Devant une urgence, l’option  ‘’Bokaton’’,  signifiant littéralement ‘’ajouter à la préparation’’, fera l’affaire. « C’est un plat très rapide qui se concocte généralement lorsqu’on n’a pas assez de temps », explique dame Manzan, une ménagère.  En vue d’acquérir les secrets de la préparation du ‘’Bokaton’’,  nous avons déposé stylo et bloc-notes pour enfiler la casquette de cuisinier. Ici, la viande ou le poisson, le manioc, la banane et les légumes se retrouvent dans une même marmite.  Une fois prêts, on retire la banane et le manioc pour en faire une pâte ; le foutou (différent du foufou). Les légumes sont retirés, écrasés dans un ‘’ dja Nzen’’, un ustensile appelé communément « talié »,  avant de rajouter la pâte obtenue à la sauce et le tour est joué.

Savoirs culinaires et culturels en voie de disparition

Les Agnis-Sanwi sont des gens généreux et hospitaliers. Les populations pensent que ceux qui ont la chance de pouvoir préparer un repas devraient partager leur chance avec les autres.

Les villageois mangent ensemble dans un espace commun.  « Cela unit les gens et développe un esprit communautaire » affirme Bosson Kouao, Conducteur.  Les hommes mangent en groupe, les femmes et les filles dans un autre et les jeunes garçons en troisième groupe. Il peut arriver que les jeunes se joignent au groupe des hommes ou adultes. Des dispositions dont l’objectif est d’inculquer les valeurs culturelles et les règles de bienséance aux jeunes.

Une fois le repas terminé, un bol d’eau est distribué pour nettoyer les mains. Les discussions entre les villageois reprennent ainsi au fur et à mesure que les convives se détendent pour digérer leur repas. Car en cours de dégustation il est déconseillé de papoter.
*-*-*
**À faire A**
Recopiez le passage du texte sur les repas agnis-sanwi qui commence par les mots contenant « Une fois le » et se termine par « déconseillé de papoter. ».
**À faire B**
D'après le texte sur les repas agnis-sanwi, les affirmations suivantes sont-elles justes ? Pour chacune, répondez par oui ou non et citez les mots du texte qui le montrent.
(i) Le Bokaton est un plat qui demande beaucoup de temps.
(ii) Les hommes ne mangent pas dans le même groupe que les femmes et les filles.
(iii) Pendant le repas, il est conseillé de bavarder.
**À faire C**
Poursuivez le texte sur les repas agnis-sanwi en reprenant après sa dernière phrase.

**Extrait des données**
*-*-*
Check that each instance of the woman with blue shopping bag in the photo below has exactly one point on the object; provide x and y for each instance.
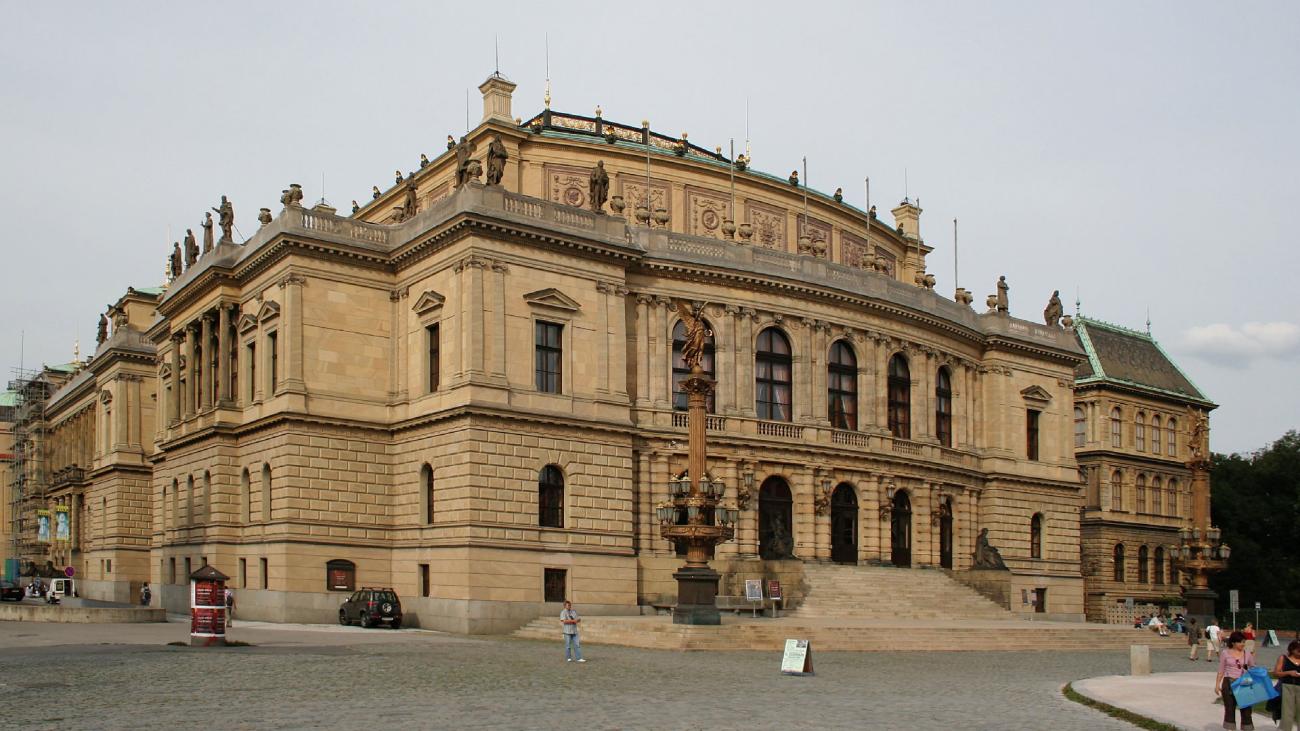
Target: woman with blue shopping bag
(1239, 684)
*-*-*
**Réponse attendue A**
Une fois le repas terminé, un bol d’eau est distribué pour nettoyer les mains. Les discussions entre les villageois reprennent ainsi au fur et à mesure que les convives se détendent pour digérer leur repas. Car en cours de dégustation il est déconseillé de papoter.

**Réponse attendue B**
(i) Non : « C’est un plat très rapide qui se concocte généralement lorsqu’on n’a pas assez de temps ».
(ii) Oui : « Les hommes mangent en groupe, les femmes et les filles dans un autre ».
(iii) Non : « Car en cours de dégustation il est déconseillé de papoter. »

**Réponse attendue C**
Ces occasions de repas sont souvent accompagnées de bangui (Vin de palme blanc), ou de vin rouge. Un câlin entre les cultures.

Ce sont des moments de partage et de convivialité dont la régularité serait un gage de perpétuation de la culture locale au sein d’un peuple de tradition orale. Au contraire, ce type d’occasions devient rare avec les urgences urbaines et l’alimentation industrielle. Une attitude accentuée par la jeunesse, selon les anciens. Les regards tournés de plus en plus vers un ‘’ modernisme ‘’, les jeunes ne s’intéressent pas à ces plats. Ils préfèrent des plats dits funs tels que les grillades ou autres fast-foods, déplorent les anciens quand des jeunes invoquent une rupture de la chaîne de transmission des savoir-faire et savoir-être parents-enfants.

« Nos parents ne nous ont pas appris à faire ces plats. La dernière fois que j’ai vu une sauce N’gbotta remonte à 2016. C’était à l’occasion d’un concours culinaire organisé par la communauté Catholique, à Ayamé » déplore Laetitia, 29ans.

La disparition des savoir-faire culinaires locaux présage. Ces traditions portent pourtant des valeurs universelles et essentielles pour la santé humaine et environnementale. Avec de maigres soutiens, plusieurs festivals régionaux s’évertuent à réparer la boussole.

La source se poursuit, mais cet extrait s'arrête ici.